### Data shown
=====
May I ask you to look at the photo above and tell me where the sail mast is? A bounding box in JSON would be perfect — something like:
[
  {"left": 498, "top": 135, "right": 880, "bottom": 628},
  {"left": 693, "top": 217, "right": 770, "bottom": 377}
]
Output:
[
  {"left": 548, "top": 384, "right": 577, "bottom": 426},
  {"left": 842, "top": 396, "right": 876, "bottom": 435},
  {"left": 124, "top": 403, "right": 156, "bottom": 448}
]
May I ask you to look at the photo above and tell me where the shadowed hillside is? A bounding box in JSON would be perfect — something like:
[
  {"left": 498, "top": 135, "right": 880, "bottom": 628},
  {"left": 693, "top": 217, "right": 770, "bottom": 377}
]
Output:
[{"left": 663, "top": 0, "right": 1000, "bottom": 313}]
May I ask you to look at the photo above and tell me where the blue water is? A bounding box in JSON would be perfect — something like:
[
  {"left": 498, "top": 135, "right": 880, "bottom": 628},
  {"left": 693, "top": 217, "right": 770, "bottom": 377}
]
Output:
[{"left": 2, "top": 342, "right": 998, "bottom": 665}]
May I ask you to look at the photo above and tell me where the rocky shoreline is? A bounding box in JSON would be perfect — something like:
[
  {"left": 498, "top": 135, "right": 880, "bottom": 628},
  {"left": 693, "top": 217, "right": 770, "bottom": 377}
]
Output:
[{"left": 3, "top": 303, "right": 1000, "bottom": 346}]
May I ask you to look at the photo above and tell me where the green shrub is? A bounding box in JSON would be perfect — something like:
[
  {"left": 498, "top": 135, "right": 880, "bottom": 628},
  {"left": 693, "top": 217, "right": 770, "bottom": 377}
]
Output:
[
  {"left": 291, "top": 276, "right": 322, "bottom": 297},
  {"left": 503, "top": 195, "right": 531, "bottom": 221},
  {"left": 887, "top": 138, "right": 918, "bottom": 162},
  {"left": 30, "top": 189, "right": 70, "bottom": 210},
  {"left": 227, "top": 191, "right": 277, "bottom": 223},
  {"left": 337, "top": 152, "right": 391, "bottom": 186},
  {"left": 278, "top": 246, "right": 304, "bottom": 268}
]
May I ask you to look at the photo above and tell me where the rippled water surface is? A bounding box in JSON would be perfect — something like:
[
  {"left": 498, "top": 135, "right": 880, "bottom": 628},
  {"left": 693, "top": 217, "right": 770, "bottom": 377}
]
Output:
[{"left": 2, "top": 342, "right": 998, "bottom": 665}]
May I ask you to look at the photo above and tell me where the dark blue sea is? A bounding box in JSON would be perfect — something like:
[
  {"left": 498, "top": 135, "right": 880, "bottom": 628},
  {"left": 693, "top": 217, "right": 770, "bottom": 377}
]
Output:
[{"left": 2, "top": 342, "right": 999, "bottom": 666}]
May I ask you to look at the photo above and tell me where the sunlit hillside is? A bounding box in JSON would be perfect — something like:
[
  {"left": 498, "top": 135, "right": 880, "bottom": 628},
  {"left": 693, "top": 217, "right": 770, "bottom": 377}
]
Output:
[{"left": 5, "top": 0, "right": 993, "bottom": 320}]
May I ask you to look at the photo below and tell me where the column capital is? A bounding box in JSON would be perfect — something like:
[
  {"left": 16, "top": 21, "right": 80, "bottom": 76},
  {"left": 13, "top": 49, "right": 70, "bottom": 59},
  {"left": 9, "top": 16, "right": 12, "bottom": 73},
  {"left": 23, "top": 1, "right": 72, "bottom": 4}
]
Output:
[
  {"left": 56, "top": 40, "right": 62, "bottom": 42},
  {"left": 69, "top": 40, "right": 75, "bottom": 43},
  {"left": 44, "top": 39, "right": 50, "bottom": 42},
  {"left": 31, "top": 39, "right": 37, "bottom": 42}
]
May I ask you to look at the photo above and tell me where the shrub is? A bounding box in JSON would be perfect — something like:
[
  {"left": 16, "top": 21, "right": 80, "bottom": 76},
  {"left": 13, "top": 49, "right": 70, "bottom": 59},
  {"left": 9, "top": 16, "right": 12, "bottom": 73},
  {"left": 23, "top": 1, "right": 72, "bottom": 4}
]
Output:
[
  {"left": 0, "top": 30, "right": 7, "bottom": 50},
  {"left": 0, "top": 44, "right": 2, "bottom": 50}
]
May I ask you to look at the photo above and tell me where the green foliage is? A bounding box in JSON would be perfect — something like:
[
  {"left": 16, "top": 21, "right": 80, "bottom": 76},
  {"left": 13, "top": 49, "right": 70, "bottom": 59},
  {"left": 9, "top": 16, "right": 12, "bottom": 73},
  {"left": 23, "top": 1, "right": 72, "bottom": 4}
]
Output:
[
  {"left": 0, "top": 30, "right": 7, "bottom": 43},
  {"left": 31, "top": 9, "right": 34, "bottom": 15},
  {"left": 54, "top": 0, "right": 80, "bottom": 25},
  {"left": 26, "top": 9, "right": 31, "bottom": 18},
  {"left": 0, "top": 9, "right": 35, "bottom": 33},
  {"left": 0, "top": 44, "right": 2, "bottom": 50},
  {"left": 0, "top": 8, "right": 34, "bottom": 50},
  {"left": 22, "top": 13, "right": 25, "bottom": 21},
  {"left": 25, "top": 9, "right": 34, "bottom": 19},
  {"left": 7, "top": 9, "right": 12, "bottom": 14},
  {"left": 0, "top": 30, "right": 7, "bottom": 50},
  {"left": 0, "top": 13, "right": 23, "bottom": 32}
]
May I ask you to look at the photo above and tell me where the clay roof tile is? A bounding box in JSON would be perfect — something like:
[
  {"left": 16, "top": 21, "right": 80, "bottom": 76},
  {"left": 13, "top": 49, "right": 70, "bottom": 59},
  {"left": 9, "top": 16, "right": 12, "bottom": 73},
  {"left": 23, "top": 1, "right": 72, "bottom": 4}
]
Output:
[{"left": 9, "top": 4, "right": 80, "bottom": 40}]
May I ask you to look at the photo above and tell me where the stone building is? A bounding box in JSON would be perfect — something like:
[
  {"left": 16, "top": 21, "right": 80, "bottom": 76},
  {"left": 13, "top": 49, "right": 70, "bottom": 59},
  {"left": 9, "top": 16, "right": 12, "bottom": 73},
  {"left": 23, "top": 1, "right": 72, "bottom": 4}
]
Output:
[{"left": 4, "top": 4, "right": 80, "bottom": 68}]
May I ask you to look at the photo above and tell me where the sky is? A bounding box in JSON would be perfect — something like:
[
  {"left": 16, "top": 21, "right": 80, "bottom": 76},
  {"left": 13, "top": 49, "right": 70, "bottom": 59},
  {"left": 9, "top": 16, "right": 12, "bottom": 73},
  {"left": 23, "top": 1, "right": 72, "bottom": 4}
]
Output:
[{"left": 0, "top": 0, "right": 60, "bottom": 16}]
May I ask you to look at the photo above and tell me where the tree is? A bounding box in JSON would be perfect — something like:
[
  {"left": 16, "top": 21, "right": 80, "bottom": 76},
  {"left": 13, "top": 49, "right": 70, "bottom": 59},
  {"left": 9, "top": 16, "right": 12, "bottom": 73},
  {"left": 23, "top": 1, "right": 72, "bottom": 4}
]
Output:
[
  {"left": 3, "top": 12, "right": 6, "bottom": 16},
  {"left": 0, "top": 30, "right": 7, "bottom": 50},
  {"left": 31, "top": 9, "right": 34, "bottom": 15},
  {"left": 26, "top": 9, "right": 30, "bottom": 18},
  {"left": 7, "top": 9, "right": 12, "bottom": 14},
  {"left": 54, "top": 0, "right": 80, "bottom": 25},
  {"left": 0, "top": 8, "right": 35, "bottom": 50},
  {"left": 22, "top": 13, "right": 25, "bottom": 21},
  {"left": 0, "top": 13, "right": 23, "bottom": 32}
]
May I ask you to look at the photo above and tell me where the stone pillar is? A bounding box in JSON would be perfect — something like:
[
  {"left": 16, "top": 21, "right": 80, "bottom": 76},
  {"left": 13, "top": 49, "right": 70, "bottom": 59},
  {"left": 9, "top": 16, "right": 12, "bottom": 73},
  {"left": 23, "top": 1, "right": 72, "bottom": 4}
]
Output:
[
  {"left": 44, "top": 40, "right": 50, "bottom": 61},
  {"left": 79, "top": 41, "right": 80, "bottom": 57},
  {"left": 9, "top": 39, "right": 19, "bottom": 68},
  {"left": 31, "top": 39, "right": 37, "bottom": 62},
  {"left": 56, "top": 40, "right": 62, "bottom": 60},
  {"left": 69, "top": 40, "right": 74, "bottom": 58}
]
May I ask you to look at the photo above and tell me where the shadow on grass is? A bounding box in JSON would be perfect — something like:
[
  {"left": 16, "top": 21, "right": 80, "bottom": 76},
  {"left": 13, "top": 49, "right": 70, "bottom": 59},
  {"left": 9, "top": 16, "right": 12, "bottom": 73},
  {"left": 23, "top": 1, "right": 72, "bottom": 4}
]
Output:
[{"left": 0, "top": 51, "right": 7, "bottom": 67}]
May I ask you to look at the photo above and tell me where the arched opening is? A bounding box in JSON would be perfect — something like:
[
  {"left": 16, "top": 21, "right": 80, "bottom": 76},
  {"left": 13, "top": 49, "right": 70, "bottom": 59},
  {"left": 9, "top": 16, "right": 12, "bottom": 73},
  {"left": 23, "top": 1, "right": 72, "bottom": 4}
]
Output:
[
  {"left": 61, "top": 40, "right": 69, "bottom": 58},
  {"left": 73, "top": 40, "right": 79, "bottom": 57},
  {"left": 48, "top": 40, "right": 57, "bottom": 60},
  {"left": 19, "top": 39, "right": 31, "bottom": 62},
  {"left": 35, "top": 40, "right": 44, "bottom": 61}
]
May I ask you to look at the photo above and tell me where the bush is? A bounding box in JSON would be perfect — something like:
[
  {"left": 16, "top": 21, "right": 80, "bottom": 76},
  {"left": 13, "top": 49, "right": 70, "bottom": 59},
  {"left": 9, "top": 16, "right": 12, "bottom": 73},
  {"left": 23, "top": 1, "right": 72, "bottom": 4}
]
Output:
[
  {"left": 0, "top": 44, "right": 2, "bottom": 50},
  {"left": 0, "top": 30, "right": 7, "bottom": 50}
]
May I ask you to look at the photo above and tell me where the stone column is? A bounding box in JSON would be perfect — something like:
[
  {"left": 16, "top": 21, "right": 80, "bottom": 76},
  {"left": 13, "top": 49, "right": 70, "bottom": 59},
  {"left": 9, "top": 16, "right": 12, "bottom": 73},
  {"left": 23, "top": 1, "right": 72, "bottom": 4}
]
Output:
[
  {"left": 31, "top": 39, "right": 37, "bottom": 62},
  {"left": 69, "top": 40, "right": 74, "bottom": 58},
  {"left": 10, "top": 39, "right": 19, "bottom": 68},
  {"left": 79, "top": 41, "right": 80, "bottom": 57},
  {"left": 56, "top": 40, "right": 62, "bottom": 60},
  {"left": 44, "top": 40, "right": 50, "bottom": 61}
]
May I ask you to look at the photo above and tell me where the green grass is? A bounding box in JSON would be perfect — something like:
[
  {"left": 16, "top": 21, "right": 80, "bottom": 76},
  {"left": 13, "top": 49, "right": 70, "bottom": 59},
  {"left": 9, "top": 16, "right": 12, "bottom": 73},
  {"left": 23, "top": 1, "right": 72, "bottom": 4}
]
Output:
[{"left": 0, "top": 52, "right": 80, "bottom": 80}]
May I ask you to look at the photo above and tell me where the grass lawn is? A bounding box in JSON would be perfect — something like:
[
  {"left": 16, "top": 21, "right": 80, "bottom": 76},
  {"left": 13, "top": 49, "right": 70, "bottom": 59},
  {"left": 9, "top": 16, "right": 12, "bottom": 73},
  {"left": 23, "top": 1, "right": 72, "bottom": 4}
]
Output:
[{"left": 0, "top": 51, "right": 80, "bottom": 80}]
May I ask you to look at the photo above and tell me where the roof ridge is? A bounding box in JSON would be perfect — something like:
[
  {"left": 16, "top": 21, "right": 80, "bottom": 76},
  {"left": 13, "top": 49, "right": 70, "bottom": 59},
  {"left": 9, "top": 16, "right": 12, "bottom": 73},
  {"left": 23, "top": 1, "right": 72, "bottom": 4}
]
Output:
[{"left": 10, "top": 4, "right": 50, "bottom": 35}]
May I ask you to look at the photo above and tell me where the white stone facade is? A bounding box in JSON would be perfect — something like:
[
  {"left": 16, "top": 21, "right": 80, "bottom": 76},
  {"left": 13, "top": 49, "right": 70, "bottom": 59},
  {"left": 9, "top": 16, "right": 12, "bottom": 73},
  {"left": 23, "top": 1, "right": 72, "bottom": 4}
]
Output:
=====
### Task description
Search the entries for the string "column" and copy each line where it occurs.

### Solution to this exercise
May I ask you to look at the photo below and tell me where the column capital is? A bounding box in JSON would be perfect — something like:
May I ask you to look at the photo above and tell me where the stone column is? A bounding box in JSON would be perfect — something like:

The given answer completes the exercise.